* _What you will do_: Using the listing below, report each line holding the string "handle".
☆ ☆ ☆ ☆ ☆ ☆ ☆
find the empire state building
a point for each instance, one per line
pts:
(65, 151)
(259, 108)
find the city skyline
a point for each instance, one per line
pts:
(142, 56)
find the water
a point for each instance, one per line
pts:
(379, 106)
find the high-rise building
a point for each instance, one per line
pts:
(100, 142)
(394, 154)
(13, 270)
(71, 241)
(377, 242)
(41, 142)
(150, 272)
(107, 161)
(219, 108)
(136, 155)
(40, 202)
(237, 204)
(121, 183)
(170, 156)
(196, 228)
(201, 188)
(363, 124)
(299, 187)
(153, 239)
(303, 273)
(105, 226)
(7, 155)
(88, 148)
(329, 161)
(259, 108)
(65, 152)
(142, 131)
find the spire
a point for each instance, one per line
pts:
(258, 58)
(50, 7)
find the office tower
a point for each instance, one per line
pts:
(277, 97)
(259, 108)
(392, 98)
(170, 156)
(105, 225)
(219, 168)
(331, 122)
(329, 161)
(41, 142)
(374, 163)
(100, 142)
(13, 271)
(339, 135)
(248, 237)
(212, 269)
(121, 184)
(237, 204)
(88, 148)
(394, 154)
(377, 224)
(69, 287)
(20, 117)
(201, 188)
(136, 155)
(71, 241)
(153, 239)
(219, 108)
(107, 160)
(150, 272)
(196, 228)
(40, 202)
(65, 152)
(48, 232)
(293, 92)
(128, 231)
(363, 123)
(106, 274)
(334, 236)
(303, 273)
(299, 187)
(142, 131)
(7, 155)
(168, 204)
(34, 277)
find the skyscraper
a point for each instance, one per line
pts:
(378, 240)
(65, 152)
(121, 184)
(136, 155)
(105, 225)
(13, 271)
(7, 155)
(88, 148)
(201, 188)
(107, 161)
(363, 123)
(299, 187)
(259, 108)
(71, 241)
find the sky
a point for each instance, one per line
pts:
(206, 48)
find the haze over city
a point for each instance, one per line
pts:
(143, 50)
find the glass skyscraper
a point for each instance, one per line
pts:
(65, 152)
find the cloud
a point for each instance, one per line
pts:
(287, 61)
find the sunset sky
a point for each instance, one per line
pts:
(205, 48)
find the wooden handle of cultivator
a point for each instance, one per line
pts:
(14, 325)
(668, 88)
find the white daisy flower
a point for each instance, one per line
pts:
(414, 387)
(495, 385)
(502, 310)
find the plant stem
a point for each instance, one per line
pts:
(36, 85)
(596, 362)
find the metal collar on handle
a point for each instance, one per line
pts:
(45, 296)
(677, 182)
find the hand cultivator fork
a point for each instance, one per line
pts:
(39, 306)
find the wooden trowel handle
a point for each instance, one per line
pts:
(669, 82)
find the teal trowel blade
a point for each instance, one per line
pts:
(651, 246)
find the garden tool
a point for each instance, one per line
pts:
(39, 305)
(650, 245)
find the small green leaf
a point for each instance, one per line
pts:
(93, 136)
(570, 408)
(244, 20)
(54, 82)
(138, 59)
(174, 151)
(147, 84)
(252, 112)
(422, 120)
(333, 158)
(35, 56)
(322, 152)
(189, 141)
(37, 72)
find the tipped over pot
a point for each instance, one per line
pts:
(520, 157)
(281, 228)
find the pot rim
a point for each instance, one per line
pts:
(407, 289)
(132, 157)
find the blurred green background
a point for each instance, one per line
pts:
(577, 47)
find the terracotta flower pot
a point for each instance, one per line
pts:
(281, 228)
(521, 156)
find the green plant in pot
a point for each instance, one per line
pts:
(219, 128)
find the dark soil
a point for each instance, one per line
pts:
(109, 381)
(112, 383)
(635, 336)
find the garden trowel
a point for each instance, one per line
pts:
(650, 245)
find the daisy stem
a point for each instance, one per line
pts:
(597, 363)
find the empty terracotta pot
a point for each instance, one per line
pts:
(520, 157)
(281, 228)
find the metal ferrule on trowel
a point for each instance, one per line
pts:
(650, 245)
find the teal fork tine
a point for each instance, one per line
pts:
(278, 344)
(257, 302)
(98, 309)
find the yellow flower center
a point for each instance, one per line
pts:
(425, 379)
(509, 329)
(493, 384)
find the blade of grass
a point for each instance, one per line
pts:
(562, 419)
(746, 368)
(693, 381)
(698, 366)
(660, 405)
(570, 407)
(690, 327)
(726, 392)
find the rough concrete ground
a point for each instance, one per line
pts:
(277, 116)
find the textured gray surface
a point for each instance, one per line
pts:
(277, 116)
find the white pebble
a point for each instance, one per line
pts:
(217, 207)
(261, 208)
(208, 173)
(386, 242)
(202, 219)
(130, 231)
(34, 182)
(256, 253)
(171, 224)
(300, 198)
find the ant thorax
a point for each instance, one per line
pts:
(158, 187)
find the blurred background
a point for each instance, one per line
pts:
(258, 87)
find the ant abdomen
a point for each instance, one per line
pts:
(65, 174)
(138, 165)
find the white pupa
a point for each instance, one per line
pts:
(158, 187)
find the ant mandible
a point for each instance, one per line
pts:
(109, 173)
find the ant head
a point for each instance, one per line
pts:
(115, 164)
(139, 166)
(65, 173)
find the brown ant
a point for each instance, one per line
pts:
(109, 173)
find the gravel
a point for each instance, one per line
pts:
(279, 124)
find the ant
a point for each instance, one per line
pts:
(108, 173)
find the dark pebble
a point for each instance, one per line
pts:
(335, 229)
☆ ☆ ☆ ☆ ☆ ☆ ☆
* _Solution for this problem_:
find the wooden handle of cultivator
find the metal collar on handle
find the wooden trowel handle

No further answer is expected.